On November 1, South Africans are heading to the polls to vote in the local government elections. According to the Independent Electoral Commission (IEC), all voting station surfaces will be wiped with 70% alcohol disinfectant before and after use. Here’s how you can protect yourself and others while safely casting your vote.
Wear a mask properly
Make sure your mask covers your nose, mouth and chin. Avoid touching your mask and face.
Follow social distancing rules
Keep a distance of 1.5 m from fellow voters, election officials, party agents and observers at all times while at your voting station.
Bring hand sanitiser with at least 70% alcohol.
That’s the level needed to kill most coronaviruses. Even if hand sanitiser will be provided at the voting stations, it’s good to bring your own.
Cover your mouth and nose
Your mouth and nose should be covered with a bent elbow or tissue when you cough or sneeze. Dispose of used tissues immediately and clean hands regularly.
Wait your turn
Wait your turn before entering the voting station. Only a limited number of people may be gathered inside the venue at the same time.
Bring your own pen
Bring your own pen for filling in forms and marking ballots at the voting station. In any event, election officials will be sanitising all pens at the voting station after each use.
Verify your voter registration information is correct in advance of reporting to the polling location.
Make sure you have all necessary documents to avoid delays at the polling location.
That being your green bar-coded South African ID book, a smartcard ID or a temporary identification certificate.
Speak up if someone is too close, and their behaviour is making you uncomfortable.
After you vote
When you get home or back to work, be sure to wash your hands with soap and water for a minimum of 20 seconds (that’s the amount of time it takes to sing happy birthday twice).
So what happens if you get COVID-19 before or on the election day of elections and you are unable to vote.
Unfortunately, you’ll miss out. By law, you can apply for a special vote. The special vote applies if you: can’t travel to your voting station because you are physically infirm, disabled or pregnant, or can’t vote at your voting station on election day. Unfortunately applications for special votes opened on September 20 and closed on October 4. If approved, this category of voters will cast their ballots at their voting station of registration on October 30 or 31.
Even if missing out on the vote is not good for the democratic process and a person’s right to access their vote, if you are feeling unwell, stay at home. Rather isolate or get tested, instead of risking infecting others.

Point-per-instance localization data:
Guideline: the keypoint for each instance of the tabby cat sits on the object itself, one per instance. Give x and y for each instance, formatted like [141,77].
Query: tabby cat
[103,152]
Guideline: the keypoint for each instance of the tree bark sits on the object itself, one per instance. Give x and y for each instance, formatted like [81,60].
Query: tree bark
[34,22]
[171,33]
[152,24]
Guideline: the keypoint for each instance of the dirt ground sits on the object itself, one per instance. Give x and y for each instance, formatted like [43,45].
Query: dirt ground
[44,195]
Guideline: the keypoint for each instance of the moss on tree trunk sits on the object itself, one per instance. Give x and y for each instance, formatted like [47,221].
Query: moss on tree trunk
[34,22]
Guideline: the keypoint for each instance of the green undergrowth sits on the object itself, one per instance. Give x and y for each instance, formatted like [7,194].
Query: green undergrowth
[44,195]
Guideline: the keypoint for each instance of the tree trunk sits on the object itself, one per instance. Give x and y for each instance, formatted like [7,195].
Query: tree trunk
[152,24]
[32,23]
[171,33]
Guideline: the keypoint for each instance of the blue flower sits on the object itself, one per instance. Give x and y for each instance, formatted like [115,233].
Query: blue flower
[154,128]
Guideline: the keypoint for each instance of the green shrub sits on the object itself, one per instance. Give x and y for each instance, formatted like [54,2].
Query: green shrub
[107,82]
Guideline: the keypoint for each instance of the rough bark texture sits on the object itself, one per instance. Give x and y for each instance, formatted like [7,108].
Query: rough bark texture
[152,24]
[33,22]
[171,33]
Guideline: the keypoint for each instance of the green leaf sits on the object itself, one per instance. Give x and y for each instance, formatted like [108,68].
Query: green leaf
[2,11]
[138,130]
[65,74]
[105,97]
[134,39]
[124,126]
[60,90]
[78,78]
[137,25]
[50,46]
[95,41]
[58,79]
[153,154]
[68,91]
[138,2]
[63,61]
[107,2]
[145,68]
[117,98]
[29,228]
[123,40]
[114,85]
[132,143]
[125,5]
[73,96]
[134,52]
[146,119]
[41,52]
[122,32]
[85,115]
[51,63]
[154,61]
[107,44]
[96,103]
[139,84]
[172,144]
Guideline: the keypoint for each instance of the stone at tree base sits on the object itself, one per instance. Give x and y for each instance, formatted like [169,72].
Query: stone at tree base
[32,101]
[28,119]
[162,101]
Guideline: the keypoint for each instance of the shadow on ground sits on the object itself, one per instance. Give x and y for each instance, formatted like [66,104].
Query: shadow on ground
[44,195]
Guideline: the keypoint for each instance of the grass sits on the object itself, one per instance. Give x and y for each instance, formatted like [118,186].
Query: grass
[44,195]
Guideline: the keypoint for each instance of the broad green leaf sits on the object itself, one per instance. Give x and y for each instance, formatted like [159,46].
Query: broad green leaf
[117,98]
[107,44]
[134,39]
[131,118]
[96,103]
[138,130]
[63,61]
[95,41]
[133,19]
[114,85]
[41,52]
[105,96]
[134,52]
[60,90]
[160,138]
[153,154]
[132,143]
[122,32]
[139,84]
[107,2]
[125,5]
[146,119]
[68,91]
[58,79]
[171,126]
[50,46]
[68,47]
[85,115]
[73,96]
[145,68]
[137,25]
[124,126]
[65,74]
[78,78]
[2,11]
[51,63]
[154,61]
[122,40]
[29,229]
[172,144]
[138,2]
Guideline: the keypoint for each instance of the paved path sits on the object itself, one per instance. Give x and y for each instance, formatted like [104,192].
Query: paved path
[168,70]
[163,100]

**Directions for this task**
Using the voting safety text, explain in one to three sentences why voters are advised to bring hand sanitiser with at least 70% alcohol.

**Solution for this problem**
A 70% alcohol level is what is needed to kill most coronaviruses. The text also recommends bringing your own even though voting stations will provide hand sanitiser.